----- Selected extract -----

In the book we are writing, we recommend pretty strongly to at least consider and really think this through very carefully if the nested set up is the right one for you. It doesn’t mean that you shouldn’t use that ever. We list use cases for nested context. But it’s a really good example of the problem when giving these general recommendations because when you write in the abstract, and we write this for broad audience and we don’t know who this audience will be and what kind of problems you’re facing, what kinds of use cases you have you have to account for. It’s really hard to say anything specific, to say you should do it like that.

If we say, we recommend you do this or that, don’t just believe it, and do what we recommend. But check if this holds up, if you think this through in the context of your specific circumstance. So, let’s just stack up the evidence for different kind of concurrent Core Data sets.

Parallel contexts setup (24:42)

Let’s start out with this traditional set up, parallel contexts. It’s a simple stack: you have one coordinator and then you have these two contexts on top, main and private. The main queue context is where you do all your UI work. The private queue context is where you do whatever background work you have to do, usually some importing from web service data or something like that.

So the advantages of such a set up are that when you executes requests in one of these contexts, they don’t block the other context’s queue. If you execute two requests basically at the same time in both contexts, you will run into contention at the common coordinator. But if you just execute a lot of requests for example on your background context, your main queue will be free, it will will be not blocked. And merging changes to reconcile the things you have changed in both contexts, you do this with merging the safe notifications, right from one context into the other.

----- Material for this exercise -----

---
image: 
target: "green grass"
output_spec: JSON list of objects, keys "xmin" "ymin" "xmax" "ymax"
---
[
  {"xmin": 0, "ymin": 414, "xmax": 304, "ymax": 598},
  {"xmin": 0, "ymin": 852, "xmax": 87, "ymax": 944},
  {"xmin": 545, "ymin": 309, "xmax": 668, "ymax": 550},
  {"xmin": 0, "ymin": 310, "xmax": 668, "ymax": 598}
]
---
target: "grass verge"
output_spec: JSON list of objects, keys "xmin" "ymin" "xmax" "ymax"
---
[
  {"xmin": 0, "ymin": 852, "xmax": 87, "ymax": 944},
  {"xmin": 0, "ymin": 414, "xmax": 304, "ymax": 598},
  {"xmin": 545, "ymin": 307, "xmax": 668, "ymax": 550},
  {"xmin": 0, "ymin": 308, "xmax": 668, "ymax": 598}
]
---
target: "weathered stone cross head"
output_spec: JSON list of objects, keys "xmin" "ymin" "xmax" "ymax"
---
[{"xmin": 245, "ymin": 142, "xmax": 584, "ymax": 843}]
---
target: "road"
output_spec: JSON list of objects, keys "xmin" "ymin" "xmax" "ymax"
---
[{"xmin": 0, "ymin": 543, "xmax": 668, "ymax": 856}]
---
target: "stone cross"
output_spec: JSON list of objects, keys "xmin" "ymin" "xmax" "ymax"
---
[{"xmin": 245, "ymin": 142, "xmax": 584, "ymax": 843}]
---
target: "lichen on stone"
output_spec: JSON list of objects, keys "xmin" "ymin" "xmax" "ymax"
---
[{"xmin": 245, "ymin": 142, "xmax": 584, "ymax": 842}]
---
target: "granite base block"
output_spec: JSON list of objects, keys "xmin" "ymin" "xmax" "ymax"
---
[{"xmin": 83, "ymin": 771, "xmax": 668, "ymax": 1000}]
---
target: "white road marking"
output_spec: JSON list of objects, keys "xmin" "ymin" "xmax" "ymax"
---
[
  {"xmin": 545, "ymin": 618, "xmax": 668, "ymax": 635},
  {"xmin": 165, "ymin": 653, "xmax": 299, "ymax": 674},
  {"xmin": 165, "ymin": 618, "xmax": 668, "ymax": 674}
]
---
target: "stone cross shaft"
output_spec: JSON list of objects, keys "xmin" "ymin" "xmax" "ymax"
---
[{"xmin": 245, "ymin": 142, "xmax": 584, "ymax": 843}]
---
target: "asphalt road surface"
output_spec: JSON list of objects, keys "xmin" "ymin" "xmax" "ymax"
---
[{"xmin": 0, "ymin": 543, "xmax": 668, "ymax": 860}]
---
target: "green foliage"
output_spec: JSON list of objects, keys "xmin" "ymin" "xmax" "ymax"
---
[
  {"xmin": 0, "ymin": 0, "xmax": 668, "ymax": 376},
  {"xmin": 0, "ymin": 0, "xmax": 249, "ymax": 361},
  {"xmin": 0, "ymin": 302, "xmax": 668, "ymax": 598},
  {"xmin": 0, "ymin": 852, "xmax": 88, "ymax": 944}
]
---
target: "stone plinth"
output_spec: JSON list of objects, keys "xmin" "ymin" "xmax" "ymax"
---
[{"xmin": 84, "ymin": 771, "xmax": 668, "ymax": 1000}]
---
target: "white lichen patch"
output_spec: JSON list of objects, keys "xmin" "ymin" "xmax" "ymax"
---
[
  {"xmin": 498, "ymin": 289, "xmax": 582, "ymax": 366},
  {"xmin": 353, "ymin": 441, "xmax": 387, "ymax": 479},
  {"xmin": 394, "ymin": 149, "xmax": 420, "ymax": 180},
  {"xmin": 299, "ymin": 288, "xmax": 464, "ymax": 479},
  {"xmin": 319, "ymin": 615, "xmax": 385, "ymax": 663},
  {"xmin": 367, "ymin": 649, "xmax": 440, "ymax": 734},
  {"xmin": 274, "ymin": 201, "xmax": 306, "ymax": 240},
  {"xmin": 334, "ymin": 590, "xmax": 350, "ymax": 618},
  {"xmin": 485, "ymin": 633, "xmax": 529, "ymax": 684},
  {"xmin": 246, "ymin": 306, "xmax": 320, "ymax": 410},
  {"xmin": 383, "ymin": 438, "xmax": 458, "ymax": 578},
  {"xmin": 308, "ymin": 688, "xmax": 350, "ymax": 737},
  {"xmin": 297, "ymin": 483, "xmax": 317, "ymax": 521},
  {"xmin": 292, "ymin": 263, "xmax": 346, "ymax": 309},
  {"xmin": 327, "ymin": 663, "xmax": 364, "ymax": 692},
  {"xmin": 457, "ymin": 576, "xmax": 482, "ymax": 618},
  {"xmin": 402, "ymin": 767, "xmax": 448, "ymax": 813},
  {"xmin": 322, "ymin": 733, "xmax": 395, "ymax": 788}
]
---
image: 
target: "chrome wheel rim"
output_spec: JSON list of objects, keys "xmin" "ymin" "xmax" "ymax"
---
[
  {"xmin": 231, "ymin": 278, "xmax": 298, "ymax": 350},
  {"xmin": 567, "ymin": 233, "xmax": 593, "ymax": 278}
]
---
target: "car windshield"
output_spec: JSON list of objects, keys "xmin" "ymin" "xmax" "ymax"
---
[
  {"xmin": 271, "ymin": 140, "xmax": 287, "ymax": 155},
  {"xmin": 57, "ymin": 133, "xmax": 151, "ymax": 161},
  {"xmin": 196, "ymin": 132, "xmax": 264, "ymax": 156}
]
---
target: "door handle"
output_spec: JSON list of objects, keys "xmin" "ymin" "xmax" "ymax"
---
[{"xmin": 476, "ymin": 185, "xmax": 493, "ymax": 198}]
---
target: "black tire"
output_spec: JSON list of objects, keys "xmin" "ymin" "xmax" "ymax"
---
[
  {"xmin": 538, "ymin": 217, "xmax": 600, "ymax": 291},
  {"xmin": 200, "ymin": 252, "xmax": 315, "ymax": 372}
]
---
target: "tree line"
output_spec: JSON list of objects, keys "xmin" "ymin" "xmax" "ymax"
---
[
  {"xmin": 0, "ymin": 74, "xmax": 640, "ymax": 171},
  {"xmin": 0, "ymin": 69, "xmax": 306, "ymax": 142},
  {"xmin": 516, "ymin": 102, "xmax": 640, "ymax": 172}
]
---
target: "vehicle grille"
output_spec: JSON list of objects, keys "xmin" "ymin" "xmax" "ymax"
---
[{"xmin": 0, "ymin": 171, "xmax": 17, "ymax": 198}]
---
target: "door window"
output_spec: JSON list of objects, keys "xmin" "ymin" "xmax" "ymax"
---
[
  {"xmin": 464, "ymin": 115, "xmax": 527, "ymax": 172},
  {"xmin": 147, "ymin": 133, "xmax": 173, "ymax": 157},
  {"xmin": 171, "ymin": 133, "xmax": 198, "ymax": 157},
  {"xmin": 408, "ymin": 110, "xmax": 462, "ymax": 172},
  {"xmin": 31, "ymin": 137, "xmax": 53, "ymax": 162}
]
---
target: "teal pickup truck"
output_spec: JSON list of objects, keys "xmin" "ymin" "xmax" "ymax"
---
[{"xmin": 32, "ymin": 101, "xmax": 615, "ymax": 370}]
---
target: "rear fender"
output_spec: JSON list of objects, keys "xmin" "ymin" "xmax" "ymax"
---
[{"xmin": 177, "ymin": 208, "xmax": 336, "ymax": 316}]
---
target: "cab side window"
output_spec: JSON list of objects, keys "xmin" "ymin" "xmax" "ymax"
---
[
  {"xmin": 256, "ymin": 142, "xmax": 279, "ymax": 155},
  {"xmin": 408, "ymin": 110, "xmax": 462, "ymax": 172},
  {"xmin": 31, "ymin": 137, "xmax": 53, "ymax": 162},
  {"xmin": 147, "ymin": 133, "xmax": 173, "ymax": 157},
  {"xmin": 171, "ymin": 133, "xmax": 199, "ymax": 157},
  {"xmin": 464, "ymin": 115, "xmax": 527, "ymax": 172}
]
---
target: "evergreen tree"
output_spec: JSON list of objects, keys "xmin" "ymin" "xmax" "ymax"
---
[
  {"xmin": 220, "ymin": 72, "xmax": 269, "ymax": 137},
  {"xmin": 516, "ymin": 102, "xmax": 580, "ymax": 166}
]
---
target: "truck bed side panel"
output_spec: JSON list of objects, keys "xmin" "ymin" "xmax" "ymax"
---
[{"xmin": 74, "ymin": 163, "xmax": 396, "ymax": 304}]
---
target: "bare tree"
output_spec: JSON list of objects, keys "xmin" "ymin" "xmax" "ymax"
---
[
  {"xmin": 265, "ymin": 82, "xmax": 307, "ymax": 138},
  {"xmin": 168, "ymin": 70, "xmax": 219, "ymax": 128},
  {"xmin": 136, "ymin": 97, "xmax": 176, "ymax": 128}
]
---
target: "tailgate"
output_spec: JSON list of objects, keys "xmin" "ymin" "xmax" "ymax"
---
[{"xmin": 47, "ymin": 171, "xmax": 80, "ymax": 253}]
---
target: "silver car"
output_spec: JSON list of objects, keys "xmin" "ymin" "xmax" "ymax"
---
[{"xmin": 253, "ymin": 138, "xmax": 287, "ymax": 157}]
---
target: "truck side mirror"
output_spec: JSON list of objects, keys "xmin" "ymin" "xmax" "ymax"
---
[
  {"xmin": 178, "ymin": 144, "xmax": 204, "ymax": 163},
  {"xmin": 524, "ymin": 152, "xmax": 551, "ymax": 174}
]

-----

- Written tasks
**A)** Select and copy every line of the records that contains the string "stone".
**B)** Resume the passage on Core Data context setups and continue it from the point at which it stops.

- Expected responses
**A)**
target: "weathered stone cross head"
target: "stone cross"
target: "lichen on stone"
target: "stone cross shaft"
target: "stone plinth"

**B)**
This merging process can ignore all the changes that are not of interest to the other context. If you make updates to objects that are not even registered in the other context, Core Data can just skip them and doesn’t need to consider those changes. This is a performance win when reconciling changes.

Disadvantages of the setup are for example that saves on the UI context because this I/O is on the main queue. If you save, you have to save a lot of data, some data in the UI, let’s say you have copied a huge document into something and then you hit save. Save is a synchronous operation. So you are doing I/O on the main thread.

If this is a problem, I don’t know. Only you can know for your use. For a lot of things, small things, iOS apps, you create a couple of records, this is not an issue. It might be an issue for a complicated app. You have to check that.

Multiple coordinators setup (26:54)

Another contender in this area is the set up with multiple coordinators, it’s something I think Apple also has talked about a couple of times over the last years. You have the possibility to set up two complete separate stacks that share an SQLite database at the bottom. This will lead you to having two persistent store coordinators and one context on top of them.

The advantages of such a set up are that now the context and the coordinator tier are separated. They are completely independent of each other, so you can work in both contexts at the same time without running into contention at the coordinator level. Now you have pushed down the point of contention to SQLite. And SQLite is better at handling concurrency because it can handle multiple reads and a single wipe at the same time. And the coordinator, of course, since this is simply if one context uses the coordinator, it takes a lock, and that’s it. It doesn’t matter what it does if it reads or writes.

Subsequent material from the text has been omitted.